Answer the following questions using the text on Young Swedes below.
1. What is the organization's Nordic affiliation?
2. What is the minimum age for membership in the section?
3. Who won the position of national spokesperson at the original youth organization's congress in September 2015?
====== Page excerpt
- Spokesperson: Denice Westerberg
- Founded: 1 October 2015
- Preceded by: Sweden Democratic Youth
- Headquarters: Stockholm, Sweden
- Membership: c. 800 members (2016)
- Ideology: Swedish nationalism Conservatism Social conservatism Euroscepticism National conservatism Economic liberalism
- Mother party: Sweden Democrats
- European affiliation: European Young Conservatives
- Nordic affiliation: Nordisk Friheds Ungdom (NFU)
- Website: ungsvenskarna.se

= Young Swedes SDU =

Youth wing of the Sweden Democrats

Young Swedes ( /sv/) have been the youth section within the Sweden Democrats since 1 October 2015. National spokesperson since October 2024 is Denice Westerberg. According to Jimmie Åkesson, the party leader of the Sweden Democrats, the wing's main goal is to "attract young people to vote for the party". The section itself says that its main task is to "prepare young people to become future Sweden Democratic politicians." They use Engelbrektsbågen as a symbol and describes itself as democratic and socially conservative with a nationalist outlook.

Unlike the former youth section Sweden Democratic Youth, the Young Swedes requires that its members are also card carrying members of the Sweden Democrats and follow the party's rules on conduct and political communication. The minimum age for membership in the section is 13 years. A difference compared to the other youth section in Sweden is that the delegates to the Young Swedes congresses are not elected by the sections members, instead being appointed by its national board.

== History ==
The new youth section was founded after the mother party broke ties with their original youth organization (SDU) after the organisation was accused of racism and ties with extremist groups. Relations between the SD and the SDU began to sour after the election of Gustav Kasselstrand who represented a more hardline ethno-nationalist branch within the party. The conflict culminated during the original youth organization congress in September 2015, when the election committees candidate Jessica Ohlson won the battle for the position of national spokesperson against the Sweden Democrat leaderships' preferred candidates Tobias Andersson and Dennis Dioukarev. A few hours after the congress, the Sweden Democrats decided to break with their youth organization, and a few days later the entire organizations leadership was expelled from the party with the SD issuing a timetable for all other members of the SDU to dissociate themselves with the old youth wing or risk expulsion from the party.
============
====== Listed records
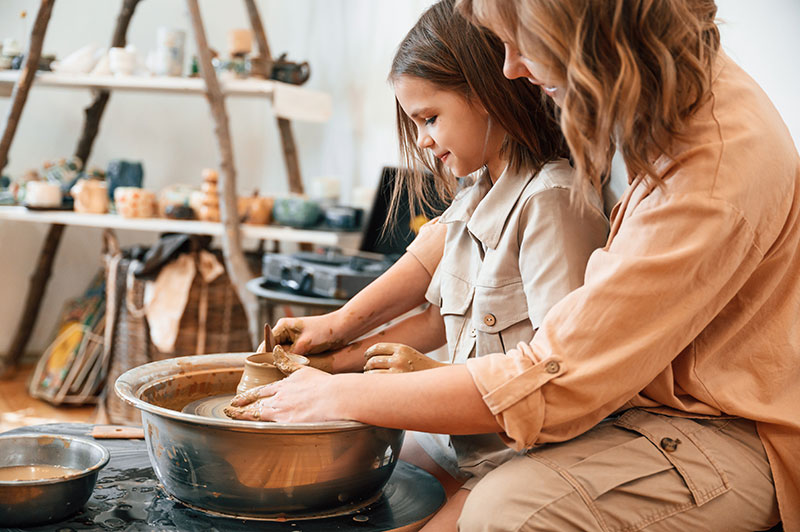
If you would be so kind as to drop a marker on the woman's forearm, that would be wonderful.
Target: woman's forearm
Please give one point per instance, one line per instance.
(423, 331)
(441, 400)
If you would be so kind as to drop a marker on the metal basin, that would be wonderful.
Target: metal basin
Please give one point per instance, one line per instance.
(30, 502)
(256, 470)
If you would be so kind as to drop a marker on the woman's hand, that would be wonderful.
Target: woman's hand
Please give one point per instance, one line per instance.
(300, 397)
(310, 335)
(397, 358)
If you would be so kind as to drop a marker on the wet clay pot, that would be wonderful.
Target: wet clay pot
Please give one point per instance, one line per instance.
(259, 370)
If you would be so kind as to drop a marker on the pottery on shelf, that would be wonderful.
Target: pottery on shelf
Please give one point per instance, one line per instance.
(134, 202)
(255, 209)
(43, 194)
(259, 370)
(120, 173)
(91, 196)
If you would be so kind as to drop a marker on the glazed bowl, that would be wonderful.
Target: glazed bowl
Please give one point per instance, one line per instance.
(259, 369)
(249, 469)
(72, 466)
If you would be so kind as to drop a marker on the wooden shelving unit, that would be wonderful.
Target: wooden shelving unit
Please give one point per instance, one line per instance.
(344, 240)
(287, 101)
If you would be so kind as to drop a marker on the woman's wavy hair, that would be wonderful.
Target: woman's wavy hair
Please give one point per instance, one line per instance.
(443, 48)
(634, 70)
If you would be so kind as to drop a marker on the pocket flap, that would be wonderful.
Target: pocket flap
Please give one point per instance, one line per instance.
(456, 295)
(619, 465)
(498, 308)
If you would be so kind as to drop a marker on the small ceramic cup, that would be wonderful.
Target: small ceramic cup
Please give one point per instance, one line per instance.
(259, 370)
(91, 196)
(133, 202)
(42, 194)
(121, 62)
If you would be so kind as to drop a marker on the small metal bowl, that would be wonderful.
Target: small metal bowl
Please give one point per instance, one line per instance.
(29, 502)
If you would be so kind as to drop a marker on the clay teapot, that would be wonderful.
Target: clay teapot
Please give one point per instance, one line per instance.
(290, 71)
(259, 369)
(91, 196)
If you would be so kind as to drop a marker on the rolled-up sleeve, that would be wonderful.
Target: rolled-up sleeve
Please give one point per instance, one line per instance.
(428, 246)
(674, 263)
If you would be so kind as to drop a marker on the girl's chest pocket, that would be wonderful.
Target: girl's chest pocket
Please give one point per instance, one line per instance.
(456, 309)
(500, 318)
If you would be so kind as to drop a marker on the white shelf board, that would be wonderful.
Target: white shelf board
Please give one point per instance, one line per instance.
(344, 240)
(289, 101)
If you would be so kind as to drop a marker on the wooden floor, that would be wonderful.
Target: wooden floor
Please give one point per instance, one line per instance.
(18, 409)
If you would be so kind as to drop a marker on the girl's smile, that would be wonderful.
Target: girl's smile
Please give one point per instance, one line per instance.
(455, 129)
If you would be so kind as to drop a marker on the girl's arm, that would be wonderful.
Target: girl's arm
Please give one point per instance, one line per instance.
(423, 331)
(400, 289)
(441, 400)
============
Reply to the exercise:
1. Nordisk Friheds Ungdom (NFU).
2. 13 years.
3. Jessica Ohlson.